From 2ca6810ad48d5cee9e2b08da858d9bb74195b055 Mon Sep 17 00:00:00 2001
From: Filya Geikyan <filya.geikyan@gmail.com>
Date: Mon, 23 Sep 2024 16:05:00 +0400
Subject: [PATCH 2/4] add configs

---
 torchtitan/config_manager.py          | 5 +++++
 torchtitan/datasets/hf_datasets.py    | 7 +++++--
 torchtitan/utils/dataset_utils.py     | 4 ++--
 torchtitan/utils/text_format_utils.py | 8 +++++---
 train.py                              | 2 ++
 train_configs/debug_model.toml        | 1 +
 6 files changed, 20 insertions(+), 7 deletions(-)

diff --git a/torchtitan/config_manager.py b/torchtitan/config_manager.py
index 0cb260cc..c75899af 100644
--- a/torchtitan/config_manager.py
+++ b/torchtitan/config_manager.py
@@ -254,6 +254,11 @@ def __init__(self):
             default=True,
             action="store_true",
             help="Whether to apply loss parallel when sequence parallel is enabled",
+        )        
+        self.parser.add_argument(
+            "--training.representation_type",
+            default="SMILES",
+            help="The representation type of the molecule for training the model.",
         )
         self.parser.add_argument(
             "--experimental.enable_async_tensor_parallel",
diff --git a/torchtitan/datasets/hf_datasets.py b/torchtitan/datasets/hf_datasets.py
index 06c9d3ea..77f0380d 100644
--- a/torchtitan/datasets/hf_datasets.py
+++ b/torchtitan/datasets/hf_datasets.py
@@ -83,6 +83,7 @@ def __init__(
         dataset_path: Optional[str],
         data_processing_style: str,
         tokenizer: Tokenizer,
+        representation_type: str = "SMILES",
         seq_len: int = 2048,
         world_size: int = 1,
         rank: int = 0,
@@ -124,6 +125,7 @@ def __init__(
         self._tokenizer = tokenizer
         self.seq_len = seq_len
         self.infinite = infinite
+        self.representation_type = representation_type
 
         # variables for checkpointing
         self._sample_idx = 0
@@ -137,7 +139,7 @@ def __iter__(self):
 
         while True:
             for sample_json in self._get_data_iter():
-                sample_text = self.data_processing_fn(sample_json, self.rng)

DATA EXTRACT:
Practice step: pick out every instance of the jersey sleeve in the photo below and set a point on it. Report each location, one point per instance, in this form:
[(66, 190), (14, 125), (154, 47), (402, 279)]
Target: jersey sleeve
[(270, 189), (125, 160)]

WHAT TO DO:
A. In the patch, what default value is given to the "--training.representation_type" argument?
B. List every file that the summary at the top of the patch shows as changed.
C. Write out a part of the patch again, beginning at the words "From 2ca6810ad48d5cee9e2b08da858d9bb74195b055 Mon" and stopping after "insertions(+), 7 deletions(-)", and switch "add configs" to "add settings" in it.

SOLUTIONS IN ORDER:
A. SMILES

B.
torchtitan/config_manager.py
torchtitan/datasets/hf_datasets.py
torchtitan/utils/dataset_utils.py
torchtitan/utils/text_format_utils.py
train.py
train_configs/debug_model.toml

C.
From 2ca6810ad48d5cee9e2b08da858d9bb74195b055 Mon Sep 17 00:00:00 2001
From: Filya Geikyan <filya.geikyan@gmail.com>
Date: Mon, 23 Sep 2024 16:05:00 +0400
Subject: [PATCH 2/4] add settings

---
 torchtitan/config_manager.py          | 5 +++++
 torchtitan/datasets/hf_datasets.py    | 7 +++++--
 torchtitan/utils/dataset_utils.py     | 4 ++--
 torchtitan/utils/text_format_utils.py | 8 +++++---
 train.py                              | 2 ++
 train_configs/debug_model.toml        | 1 +
 6 files changed, 20 insertions(+), 7 deletions(-)